Multiple query sequences
To submit multiple query sequences, paste up to 5 sequences into the input box or,upload a file containing the concatenated sequences in FASTA format. For this option the files cannot be in raw format because they will be interpereted as a single query sequence. For NCBI-BLAST it may be possible to upload more than five sequences depending on the length of the query sequence and size of the target database.
Using the Browse option to upload a local file
NOTE:If you are uploading a file, make sure the file is in text format. If your file is a WORD document, open the file in Word and save again as text only format.- Macintosh
- Click on Browse button
- Click on folders to open them, and on the file to upload it
- PC
- Click on the Browse button
- Change the file type from "HTML" to "all files"
- Click on folders to open them, and on the file to upload it
- UNIX
- Click on the Browse button
- Change *.html to * at the end of the string in the Filter box
- Click on a folder and then the Filter button to open the folder
- Click on a file and then the OK button to upload it
Word documents will not work unless saved as text first.For NCBI BLAST limits are imposed on the size of the input files based upon the type of query being performed and the size of the dataset being searched. For example, the limit for TBLASTX against a large data set such as GenBank AGI sequences is 1000 characters, whereas for a small dataset like TIGR CDS sequences the limit is 3000 characters. The following table lists the search type and limits for NCBI Blast.

__List of tasks__.
a – Render this sentence from the BLAST sequence-upload instructions in Spanish: "For NCBI-BLAST it may be possible to upload more than five sequences depending on the length of the query sequence and size of the target database."
b – Extend the BLAST sequence-upload instructions, picking up at the point where they stop.

__Extracted material__.

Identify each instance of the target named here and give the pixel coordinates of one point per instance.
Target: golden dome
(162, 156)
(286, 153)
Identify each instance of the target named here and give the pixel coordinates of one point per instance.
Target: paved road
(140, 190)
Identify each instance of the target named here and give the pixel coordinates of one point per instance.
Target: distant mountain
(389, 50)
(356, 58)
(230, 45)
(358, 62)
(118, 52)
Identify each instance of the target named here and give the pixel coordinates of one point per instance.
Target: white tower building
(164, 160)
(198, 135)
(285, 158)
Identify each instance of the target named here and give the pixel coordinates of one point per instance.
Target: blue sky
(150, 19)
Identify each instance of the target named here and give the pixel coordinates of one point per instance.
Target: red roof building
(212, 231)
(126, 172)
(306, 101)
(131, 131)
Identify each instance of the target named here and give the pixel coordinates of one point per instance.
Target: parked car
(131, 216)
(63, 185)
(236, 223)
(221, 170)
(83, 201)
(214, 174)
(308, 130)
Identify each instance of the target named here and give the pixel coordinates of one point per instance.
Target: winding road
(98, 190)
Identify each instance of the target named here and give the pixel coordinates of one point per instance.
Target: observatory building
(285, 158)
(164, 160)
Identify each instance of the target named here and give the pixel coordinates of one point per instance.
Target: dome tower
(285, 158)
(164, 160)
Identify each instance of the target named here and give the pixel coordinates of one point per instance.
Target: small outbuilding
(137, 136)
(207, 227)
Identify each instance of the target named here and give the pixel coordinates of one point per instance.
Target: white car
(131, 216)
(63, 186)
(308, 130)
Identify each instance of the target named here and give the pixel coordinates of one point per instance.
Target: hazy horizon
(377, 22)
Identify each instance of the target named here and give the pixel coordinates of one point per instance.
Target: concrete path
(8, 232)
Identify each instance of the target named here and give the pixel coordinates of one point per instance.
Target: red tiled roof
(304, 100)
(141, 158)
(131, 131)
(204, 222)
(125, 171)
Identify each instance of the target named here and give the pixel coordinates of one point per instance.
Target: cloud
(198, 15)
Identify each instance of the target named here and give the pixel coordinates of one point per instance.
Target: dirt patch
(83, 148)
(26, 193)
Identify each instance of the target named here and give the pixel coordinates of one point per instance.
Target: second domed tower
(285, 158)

__Responses by item number__.
a – Para NCBI-BLAST, es posible que se puedan cargar más de cinco secuencias, según la longitud de la secuencia de consulta y el tamaño de la base de datos de destino.

b –
Search Type | Large data set input character limit | Small data set input character limit |
BLASTN | 25000 | 25000 |
BLASTX | 25000 | 25000 |
BLASTP | 5000 | 5000 |
TBLASTN | 1000 | 3000 |
TBLASTX | 1000 | 3000 |
- Raw text format
An example sequence in raw format is:
GGAAAAATCGAAGGATAATCTGTTTCTTCCAGCACAAGTTAACTTGCAAGAGAGAGCT
CAAAGATGGAACCAACAGAAAAACCATCGACCAAACCATCTTCTCGGACTCTACCTAG
AGACACTCGTGGCTCTCTCGAAGTATTCAACCCGTCAACTCAGCTGACCCGACCCGAT
AACCCGGTGTTCCGTCCTGAACCACCAGCGTGGCAAAACTTGAGTGATCCACGTGGCA
CCAGTCCTCAACCCCGACCACAACAAGAACCAGCTCCATCCAACCCTGTTCGGTCTGA
TCAAGAAATCGCTGTCACGACCTCATGGATGGCTCTGAAAGACCCATCACCGGAGACA
ATCTCCAAG
- FASTA format
A sequence in FASTA format begins with a single-line description, followed by lines of sequence data. The description line is distinguished from the sequence data by a greater-than (">") symbol in the first column. It is recommended that all lines of text be shorter than 80 characters in length. An example sequence in FASTA format is:
>gi|1122533|gb|AAB05099.1| BELL1
MARDQFYGHNNHHHQEQQHQMINQIQGFDETNQNPTDHHHYNHQIFGSNSNMGMMIDFSKQQQIRMTSGS
DHHHHHHQTSGGTDQNQLLEDSSSAMRLCNVNNDFPSEVNDERPPQRPSQGLSLSLSSSNPTSISLQSFE
LRPQQQQQGYSGNKSTQHQNLQHTQMMMMMMNSHHQNNNNNNHQHHNHHQFQIGSSKYLSPAQELLSEFC
SLGVKESDEEVMMMKHKKKQKGKQQEEWDTSHHSNNDQHDQSATTSSKKHVPPLHSLEFMELQKRKAKLL
SMLEELKRRYGHYREQMRVAAAAFEAAVGLGGAEIYTALASRAMSRHFRCLKDGLVGQIQATSQALGERE
EDNRAVSIAARGETPRLRLLDQALRQQKSYRQMTLVDAHPWRPQRGLPERAVTTLRAWLFEHFLHPYPSD
VDKHILARQTGLSRSQVSNWFINARVRLWKPMIEEMYCEETRSEQMEITNPMMIDTKPDPDQLIRVEPES
LSSIVTNPTSKSGHNSTHGTMSLGSTFDFSLYGNQAVTYAGEGGPRGDVSLTLGLQRNDGNGGVSLALSP
VTAQGGQLFYGRDHIEEGPVQYSASMLDDDQVQNLPYRNLMGAQLLHDIV
- GCG format
An example sequence in GCG format is:
!!NA_SEQUENCE 1.0
nga361
nga361.seq Length: 204 February 22, 1999 12:09 Type: N Check: 234 ..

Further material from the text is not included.